There are several strategies to cope with data collision. The most common such method, called linear rehash, is to place the data item into the next available slot in the array. A problem, called primary clustering, can arise, causing data to clump as the density of the data increases A second possible solution, called double hashing, is to rehash the data item with a different hashing function. The instant invention uses both techniques.
Due to the nature of hashing, performance of the hash table depends on the load factor, or density of the data being hashed. One must be willing to compromise space efficiency for time efficiency. For this reason, it is important to compare hashing functions under very similar, if not identical situations, where the load factor is the same in each case. It is also important to observe how a hashing function's behavior degrades with larger load factors. This can be an important criterion in cases where storage is expensive and large load factors occur often.
Many hashing schemes have been discussed in the literature. Foremost among them include folding, digit extraction, division-remainder, and pseudo-random number generators (see Pothering 1995). Most of these techniques have to be hand-tailored in each particular situation for even moderate efficiency. They are often too cumbersome to automate and require many hours of careful study by an experienced hashing expert.

- Dataset content:
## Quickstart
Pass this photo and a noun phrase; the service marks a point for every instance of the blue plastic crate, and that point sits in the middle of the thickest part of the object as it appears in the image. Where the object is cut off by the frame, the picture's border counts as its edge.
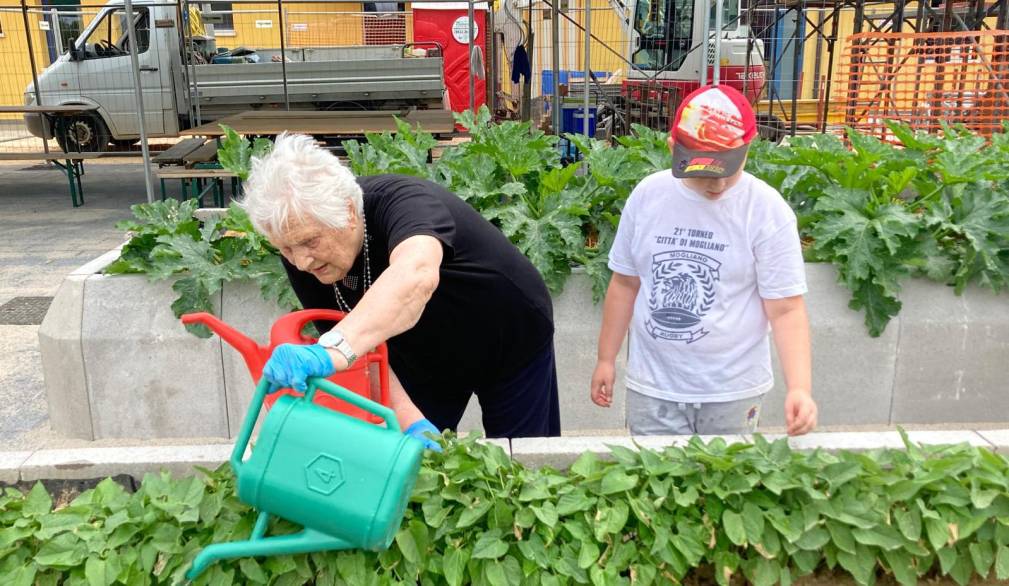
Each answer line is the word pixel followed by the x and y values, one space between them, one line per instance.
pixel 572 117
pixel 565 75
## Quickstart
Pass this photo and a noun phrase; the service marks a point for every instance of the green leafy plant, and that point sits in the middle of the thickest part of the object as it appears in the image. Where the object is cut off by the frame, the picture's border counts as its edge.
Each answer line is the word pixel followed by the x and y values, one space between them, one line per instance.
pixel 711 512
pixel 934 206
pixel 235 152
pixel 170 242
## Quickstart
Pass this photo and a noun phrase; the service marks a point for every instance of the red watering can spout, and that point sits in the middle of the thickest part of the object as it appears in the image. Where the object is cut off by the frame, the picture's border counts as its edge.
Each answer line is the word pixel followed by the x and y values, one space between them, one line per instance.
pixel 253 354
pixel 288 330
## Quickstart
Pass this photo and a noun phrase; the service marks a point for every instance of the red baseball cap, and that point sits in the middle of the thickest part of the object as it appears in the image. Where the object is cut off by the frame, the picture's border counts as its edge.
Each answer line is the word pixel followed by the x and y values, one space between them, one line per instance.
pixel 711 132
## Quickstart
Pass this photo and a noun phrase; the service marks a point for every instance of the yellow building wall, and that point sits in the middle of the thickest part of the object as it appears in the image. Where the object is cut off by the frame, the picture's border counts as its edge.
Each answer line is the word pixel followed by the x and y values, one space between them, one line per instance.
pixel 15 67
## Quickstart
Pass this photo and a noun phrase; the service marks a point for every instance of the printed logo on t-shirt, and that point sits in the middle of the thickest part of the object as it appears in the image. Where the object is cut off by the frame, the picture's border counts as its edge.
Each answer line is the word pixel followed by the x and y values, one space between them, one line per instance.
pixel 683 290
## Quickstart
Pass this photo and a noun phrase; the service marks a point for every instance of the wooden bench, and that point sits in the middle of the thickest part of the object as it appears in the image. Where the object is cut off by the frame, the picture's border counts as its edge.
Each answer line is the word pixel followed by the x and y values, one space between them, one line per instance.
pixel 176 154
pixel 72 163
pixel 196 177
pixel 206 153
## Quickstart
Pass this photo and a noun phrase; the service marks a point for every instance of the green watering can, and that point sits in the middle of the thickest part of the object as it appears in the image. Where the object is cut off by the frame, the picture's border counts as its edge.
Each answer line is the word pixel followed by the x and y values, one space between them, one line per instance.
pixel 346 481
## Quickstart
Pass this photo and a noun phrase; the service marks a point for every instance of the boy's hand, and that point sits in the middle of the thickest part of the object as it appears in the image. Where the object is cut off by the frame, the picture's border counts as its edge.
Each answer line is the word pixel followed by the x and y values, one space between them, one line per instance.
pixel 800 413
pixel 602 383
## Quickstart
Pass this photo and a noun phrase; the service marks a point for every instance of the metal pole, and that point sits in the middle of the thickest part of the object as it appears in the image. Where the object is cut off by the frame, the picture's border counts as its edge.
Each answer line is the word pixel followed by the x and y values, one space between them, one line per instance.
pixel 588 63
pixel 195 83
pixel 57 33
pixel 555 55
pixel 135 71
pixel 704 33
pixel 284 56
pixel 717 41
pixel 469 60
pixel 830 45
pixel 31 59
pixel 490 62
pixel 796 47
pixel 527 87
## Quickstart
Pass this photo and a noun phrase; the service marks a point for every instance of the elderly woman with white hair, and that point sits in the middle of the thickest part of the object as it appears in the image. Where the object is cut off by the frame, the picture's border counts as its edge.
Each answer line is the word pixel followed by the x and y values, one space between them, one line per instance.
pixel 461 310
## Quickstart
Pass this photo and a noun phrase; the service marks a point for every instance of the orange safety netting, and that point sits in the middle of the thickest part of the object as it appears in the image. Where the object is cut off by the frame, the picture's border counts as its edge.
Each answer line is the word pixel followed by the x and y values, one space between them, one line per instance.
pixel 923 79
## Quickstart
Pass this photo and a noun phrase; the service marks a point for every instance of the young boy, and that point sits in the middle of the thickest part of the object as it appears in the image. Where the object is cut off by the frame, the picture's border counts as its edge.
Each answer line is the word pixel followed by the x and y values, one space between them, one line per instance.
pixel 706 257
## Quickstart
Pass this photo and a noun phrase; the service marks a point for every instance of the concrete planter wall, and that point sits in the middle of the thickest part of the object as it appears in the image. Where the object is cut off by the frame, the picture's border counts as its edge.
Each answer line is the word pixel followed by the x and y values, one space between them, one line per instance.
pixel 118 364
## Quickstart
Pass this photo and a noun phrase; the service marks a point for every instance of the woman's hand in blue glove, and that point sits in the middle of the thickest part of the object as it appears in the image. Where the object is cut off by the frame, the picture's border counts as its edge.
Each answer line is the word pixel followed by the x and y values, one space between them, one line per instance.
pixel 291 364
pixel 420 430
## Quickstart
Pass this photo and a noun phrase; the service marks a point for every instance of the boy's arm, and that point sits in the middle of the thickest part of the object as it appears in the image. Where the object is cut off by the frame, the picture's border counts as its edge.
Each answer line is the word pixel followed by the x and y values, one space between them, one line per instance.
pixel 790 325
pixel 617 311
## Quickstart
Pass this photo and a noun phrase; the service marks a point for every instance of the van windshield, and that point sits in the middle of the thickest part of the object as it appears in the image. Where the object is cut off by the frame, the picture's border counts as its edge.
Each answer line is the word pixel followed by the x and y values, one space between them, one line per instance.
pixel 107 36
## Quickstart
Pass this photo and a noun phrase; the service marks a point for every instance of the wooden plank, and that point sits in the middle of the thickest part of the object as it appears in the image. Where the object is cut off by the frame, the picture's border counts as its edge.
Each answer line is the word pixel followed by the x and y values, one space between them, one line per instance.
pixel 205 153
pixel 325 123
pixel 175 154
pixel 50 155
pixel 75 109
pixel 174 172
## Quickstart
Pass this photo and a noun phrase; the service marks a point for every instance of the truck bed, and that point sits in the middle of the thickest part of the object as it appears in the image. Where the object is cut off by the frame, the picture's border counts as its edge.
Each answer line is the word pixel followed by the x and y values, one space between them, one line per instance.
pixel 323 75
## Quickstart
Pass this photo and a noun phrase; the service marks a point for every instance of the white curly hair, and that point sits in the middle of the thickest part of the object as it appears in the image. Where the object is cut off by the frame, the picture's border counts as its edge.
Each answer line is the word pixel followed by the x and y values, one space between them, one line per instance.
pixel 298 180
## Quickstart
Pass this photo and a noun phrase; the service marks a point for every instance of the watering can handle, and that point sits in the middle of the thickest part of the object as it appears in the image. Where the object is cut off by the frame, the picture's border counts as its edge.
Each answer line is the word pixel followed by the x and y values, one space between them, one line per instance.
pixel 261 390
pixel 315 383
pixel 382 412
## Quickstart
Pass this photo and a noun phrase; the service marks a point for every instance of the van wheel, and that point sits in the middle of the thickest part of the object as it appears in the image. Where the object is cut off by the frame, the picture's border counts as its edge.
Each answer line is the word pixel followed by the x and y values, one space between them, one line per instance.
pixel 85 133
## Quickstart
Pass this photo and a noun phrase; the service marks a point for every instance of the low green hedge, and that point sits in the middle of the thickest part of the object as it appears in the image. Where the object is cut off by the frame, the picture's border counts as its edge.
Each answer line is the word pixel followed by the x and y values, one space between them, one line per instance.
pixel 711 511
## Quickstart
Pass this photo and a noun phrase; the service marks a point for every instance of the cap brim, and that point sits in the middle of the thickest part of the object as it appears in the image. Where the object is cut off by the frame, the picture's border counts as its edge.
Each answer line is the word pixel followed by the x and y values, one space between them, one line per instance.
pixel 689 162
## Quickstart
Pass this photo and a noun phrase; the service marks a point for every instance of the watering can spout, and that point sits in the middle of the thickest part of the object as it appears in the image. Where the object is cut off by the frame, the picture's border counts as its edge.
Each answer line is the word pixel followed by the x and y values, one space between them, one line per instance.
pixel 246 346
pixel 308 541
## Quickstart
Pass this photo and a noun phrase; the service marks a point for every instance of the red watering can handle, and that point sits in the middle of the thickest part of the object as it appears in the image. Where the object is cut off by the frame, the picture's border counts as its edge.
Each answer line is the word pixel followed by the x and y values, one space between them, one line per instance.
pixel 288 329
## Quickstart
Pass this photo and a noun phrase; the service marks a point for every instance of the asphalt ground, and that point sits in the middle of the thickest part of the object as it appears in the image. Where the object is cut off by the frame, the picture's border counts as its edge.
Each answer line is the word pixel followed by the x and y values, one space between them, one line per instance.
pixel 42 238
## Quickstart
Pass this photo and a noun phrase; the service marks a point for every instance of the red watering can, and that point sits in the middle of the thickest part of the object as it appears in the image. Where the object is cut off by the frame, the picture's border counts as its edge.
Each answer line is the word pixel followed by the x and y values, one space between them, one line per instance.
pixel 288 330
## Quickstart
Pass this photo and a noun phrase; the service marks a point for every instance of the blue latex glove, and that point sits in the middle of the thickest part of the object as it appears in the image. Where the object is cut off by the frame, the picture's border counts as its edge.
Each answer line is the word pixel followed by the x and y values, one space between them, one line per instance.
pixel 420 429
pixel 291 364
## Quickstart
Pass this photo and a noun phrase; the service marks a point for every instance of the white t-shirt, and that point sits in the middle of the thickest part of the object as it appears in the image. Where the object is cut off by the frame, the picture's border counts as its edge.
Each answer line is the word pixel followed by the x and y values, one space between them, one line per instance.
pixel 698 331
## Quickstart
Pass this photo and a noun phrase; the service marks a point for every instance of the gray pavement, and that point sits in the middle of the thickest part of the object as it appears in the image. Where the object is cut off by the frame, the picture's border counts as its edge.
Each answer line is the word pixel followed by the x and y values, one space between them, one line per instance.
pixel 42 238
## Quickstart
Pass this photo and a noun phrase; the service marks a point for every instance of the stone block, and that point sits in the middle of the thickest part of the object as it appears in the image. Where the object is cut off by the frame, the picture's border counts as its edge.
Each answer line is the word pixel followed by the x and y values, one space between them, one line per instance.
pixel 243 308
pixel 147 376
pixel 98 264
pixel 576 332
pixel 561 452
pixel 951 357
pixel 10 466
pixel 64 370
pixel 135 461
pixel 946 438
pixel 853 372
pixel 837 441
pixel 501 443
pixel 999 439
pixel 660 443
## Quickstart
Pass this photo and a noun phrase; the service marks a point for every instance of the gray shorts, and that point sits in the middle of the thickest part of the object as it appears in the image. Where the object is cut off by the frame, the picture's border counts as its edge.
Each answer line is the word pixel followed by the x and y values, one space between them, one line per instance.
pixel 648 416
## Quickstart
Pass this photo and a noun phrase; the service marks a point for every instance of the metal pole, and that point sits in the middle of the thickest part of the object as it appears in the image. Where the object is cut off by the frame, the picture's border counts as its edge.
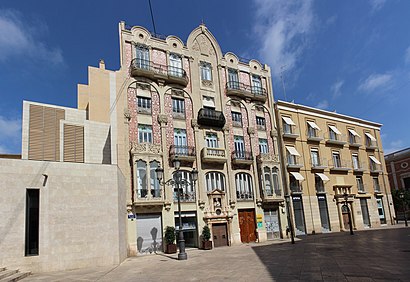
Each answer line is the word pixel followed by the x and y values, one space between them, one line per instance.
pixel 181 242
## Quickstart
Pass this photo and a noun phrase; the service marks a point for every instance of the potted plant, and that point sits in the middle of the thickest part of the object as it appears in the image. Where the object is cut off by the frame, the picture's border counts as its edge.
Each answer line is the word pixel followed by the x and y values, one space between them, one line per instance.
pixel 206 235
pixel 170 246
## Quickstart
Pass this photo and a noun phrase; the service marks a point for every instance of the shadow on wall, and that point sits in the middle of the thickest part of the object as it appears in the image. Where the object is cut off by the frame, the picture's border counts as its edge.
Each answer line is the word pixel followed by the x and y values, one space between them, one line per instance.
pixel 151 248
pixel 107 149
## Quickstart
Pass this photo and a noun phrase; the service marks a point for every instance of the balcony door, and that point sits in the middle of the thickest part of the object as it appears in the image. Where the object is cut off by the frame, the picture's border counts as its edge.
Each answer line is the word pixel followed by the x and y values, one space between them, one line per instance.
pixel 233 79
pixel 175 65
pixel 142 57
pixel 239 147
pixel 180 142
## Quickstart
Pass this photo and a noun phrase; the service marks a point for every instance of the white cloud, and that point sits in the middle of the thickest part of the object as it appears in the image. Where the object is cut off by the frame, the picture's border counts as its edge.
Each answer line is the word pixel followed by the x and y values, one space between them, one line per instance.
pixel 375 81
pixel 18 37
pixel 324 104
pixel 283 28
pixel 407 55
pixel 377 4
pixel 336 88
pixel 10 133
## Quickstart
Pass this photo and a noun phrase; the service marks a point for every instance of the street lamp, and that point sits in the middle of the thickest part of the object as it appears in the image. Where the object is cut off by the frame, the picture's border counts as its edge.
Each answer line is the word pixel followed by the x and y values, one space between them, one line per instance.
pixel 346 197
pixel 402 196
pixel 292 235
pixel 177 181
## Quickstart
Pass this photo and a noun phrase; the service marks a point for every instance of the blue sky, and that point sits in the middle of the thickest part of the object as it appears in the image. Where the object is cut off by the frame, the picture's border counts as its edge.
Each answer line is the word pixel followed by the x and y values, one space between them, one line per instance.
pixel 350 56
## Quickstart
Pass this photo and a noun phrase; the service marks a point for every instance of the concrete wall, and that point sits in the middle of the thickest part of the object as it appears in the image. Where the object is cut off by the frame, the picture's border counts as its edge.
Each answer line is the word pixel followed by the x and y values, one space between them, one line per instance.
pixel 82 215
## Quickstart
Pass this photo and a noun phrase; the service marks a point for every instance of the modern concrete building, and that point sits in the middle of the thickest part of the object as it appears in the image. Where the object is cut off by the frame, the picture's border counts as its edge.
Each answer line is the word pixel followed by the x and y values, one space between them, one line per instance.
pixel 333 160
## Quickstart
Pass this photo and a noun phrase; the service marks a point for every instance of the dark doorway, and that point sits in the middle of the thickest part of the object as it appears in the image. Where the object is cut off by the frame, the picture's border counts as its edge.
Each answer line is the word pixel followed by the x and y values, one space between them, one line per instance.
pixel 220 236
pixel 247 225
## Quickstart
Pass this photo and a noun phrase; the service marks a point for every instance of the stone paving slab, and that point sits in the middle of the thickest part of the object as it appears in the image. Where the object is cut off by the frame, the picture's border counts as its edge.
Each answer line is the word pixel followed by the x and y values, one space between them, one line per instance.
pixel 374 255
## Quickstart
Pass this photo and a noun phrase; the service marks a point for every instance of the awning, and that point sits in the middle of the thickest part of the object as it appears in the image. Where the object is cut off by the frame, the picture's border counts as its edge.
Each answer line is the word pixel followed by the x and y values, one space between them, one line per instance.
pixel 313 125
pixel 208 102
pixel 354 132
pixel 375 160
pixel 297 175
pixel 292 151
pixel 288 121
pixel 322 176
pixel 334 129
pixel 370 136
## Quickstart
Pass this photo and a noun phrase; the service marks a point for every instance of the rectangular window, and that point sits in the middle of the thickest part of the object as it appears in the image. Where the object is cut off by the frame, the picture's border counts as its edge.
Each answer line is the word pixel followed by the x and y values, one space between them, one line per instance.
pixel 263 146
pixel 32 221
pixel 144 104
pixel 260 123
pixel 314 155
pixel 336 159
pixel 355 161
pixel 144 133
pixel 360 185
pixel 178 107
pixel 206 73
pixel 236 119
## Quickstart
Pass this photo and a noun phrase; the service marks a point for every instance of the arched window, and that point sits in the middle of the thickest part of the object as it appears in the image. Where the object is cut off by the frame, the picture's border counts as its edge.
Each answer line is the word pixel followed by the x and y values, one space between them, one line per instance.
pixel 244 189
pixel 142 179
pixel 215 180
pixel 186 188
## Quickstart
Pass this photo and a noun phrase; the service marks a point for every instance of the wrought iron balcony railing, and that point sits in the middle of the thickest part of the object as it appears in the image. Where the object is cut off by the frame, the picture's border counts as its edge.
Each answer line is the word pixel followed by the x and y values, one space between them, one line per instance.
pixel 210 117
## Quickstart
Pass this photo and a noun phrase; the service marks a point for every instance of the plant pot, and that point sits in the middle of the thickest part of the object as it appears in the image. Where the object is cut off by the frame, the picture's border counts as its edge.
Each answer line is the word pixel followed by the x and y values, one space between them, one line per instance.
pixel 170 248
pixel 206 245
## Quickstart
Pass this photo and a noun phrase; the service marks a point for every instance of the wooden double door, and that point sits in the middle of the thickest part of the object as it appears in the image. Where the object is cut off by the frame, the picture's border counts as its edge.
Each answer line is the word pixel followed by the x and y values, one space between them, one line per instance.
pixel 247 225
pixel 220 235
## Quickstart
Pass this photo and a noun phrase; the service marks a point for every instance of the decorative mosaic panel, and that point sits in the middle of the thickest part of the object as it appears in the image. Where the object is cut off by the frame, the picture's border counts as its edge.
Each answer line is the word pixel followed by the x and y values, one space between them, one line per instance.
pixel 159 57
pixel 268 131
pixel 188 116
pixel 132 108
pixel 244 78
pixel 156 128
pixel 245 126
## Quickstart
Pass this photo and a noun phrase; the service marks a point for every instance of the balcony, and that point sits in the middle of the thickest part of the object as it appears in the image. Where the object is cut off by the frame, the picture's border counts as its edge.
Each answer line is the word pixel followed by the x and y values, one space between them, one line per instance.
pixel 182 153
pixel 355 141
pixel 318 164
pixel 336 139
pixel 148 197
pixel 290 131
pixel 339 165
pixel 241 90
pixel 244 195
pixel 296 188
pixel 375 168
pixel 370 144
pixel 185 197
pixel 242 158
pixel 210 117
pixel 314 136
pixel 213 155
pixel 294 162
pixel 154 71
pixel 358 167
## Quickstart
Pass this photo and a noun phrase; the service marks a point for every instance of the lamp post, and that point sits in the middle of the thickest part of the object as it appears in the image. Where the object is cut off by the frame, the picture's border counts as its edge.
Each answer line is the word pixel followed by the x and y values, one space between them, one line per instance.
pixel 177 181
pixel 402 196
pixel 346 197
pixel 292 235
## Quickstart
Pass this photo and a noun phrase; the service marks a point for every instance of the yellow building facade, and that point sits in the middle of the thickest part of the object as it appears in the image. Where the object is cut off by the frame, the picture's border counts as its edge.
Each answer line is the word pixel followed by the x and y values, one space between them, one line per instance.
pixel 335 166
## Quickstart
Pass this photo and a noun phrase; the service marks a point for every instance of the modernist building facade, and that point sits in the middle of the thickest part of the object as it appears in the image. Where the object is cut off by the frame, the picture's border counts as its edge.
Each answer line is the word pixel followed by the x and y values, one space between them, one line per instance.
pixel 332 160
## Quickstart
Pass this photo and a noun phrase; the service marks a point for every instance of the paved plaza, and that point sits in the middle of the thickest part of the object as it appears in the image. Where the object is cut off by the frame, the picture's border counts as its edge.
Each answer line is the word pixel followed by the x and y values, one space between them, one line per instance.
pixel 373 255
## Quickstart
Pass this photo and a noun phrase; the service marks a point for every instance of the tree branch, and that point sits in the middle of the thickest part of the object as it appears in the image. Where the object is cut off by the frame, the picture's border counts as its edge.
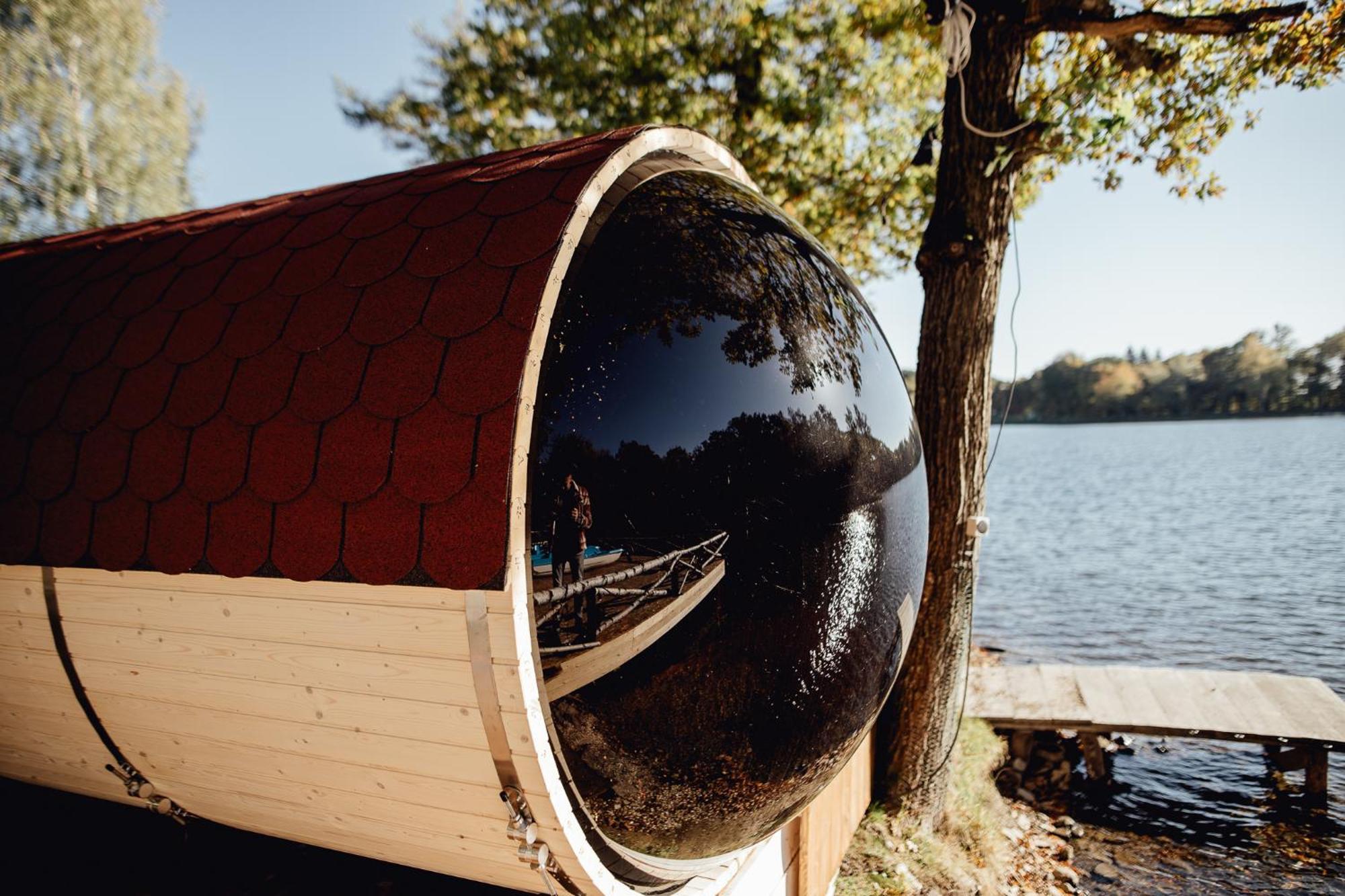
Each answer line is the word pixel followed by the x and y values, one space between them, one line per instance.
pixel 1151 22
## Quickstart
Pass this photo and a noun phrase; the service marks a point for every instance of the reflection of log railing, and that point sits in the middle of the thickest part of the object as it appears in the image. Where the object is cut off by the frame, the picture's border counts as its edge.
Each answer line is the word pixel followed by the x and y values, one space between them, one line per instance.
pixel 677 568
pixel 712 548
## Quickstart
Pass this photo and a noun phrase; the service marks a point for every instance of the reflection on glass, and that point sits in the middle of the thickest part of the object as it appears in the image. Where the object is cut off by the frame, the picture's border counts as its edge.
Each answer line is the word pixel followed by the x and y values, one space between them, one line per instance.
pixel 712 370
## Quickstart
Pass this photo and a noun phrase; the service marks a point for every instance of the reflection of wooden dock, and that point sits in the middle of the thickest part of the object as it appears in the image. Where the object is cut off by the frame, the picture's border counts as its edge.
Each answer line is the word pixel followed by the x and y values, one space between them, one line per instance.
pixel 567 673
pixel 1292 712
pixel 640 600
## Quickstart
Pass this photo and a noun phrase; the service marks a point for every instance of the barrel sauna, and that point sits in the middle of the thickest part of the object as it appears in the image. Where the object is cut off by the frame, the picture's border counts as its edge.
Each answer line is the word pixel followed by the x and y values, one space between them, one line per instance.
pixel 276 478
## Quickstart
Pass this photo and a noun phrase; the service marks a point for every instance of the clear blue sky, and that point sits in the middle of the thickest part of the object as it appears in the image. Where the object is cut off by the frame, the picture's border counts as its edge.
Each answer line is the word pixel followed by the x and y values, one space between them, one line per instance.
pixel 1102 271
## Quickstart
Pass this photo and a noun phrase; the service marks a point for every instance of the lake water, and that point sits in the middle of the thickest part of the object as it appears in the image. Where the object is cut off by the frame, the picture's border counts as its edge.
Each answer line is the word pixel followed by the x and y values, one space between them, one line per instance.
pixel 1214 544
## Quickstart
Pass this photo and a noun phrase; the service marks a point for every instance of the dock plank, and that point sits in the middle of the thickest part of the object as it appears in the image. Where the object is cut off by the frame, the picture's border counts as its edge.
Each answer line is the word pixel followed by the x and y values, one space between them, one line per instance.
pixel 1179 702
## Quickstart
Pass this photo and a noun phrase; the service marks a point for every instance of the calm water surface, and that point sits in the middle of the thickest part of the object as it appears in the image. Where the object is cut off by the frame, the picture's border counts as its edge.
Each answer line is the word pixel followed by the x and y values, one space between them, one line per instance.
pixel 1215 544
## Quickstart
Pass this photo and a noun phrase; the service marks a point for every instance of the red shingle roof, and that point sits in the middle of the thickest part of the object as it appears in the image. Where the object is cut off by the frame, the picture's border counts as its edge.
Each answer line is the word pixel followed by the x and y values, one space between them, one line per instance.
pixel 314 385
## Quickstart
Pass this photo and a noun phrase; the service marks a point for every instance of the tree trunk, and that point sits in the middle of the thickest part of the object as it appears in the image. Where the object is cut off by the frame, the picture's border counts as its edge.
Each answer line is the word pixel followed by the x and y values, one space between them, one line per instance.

- List of tasks:
a - Could you render the records, from their first line up to and including the line with "pixel 565 75", as a JSON list of strings with one string per line, omitting blank lines and leaving the picture out?
b - What comes next in the passage on hashing? Continue it from the point where it stops.

- Responses:
a -
[
  "## Quickstart",
  "Pass this photo and a noun phrase; the service marks a point for every instance of the blue plastic crate, and that point sits in the middle of the thickest part of the object as it appears in the image. Where the object is cut off by the frame, the picture's border counts as its edge.",
  "Each answer line is the word pixel followed by the x and y values, one space between them, one line per instance.",
  "pixel 572 117",
  "pixel 565 75"
]

b -
A number of perfect hashing techniques have also been examined in the literature. Sprugnoli has developed quotient reduction perfect hashing functions, along with a deterministic algorithm to determine various parameters within the functions (see Sprugnoli: “Perfect hashing functions: a single probe retrieving method for static sets,” Comm. ACM: 20 (11), November 1977; herein incorporated by reference). Unfortunately, this algorithm is O(n3), with a large constant of proportionality, which makes it impractical even for very small data sets. Sprugnoli presents another group of hashing functions, called remainder reduction perfect hash functions, along with another algorithm to determine various free parameters. However, this algorithm does not guarantee that a perfect hashing function can be found in reasonable time for high load factors.
Jaeschke presents a method for generating minimal perfect hash functions using a technique called reciprocal hashing (see Jaeschke: “Reciprocal hashing: a method for generating minimal perfect hashing functions,” Comm. ACM: 24 (12), December 1981; herein incorporated by reference). For small values of n (small table sizes), approximately 1.82n functions are examined by his algorithm, which is tolerable for n≦20 (Tenenbaum 1990). This is clearly impractical for situations that require hundreds or even thousands of data entries.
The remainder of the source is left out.